* _TASK TO CARRY OUT_
Report each line of the records where "queried" occurs.

*** Opening MATERIAL FOR THE TASK ***

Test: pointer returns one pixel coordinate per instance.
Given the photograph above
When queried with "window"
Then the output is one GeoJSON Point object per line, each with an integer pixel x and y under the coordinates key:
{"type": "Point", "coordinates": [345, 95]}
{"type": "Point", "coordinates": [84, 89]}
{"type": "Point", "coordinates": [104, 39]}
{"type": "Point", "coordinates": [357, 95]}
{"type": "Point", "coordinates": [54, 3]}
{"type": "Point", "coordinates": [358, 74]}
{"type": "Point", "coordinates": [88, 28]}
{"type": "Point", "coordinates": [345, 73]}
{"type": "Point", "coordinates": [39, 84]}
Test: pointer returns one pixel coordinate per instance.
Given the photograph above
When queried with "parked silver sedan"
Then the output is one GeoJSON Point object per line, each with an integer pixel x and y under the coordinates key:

*** Closing MATERIAL FOR THE TASK ***
*** Opening MATERIAL FOR THE TASK ***

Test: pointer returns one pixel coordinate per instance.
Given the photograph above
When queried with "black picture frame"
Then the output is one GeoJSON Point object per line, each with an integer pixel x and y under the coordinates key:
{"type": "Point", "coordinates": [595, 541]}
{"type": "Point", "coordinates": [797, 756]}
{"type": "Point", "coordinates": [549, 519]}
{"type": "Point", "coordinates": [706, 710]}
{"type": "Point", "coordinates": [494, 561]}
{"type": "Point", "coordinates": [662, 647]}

*** Closing MATERIAL FOR THE TASK ***

* _SOLUTION BELOW_
When queried with "window"
When queried with "parked silver sedan"
When queried with "black picture frame"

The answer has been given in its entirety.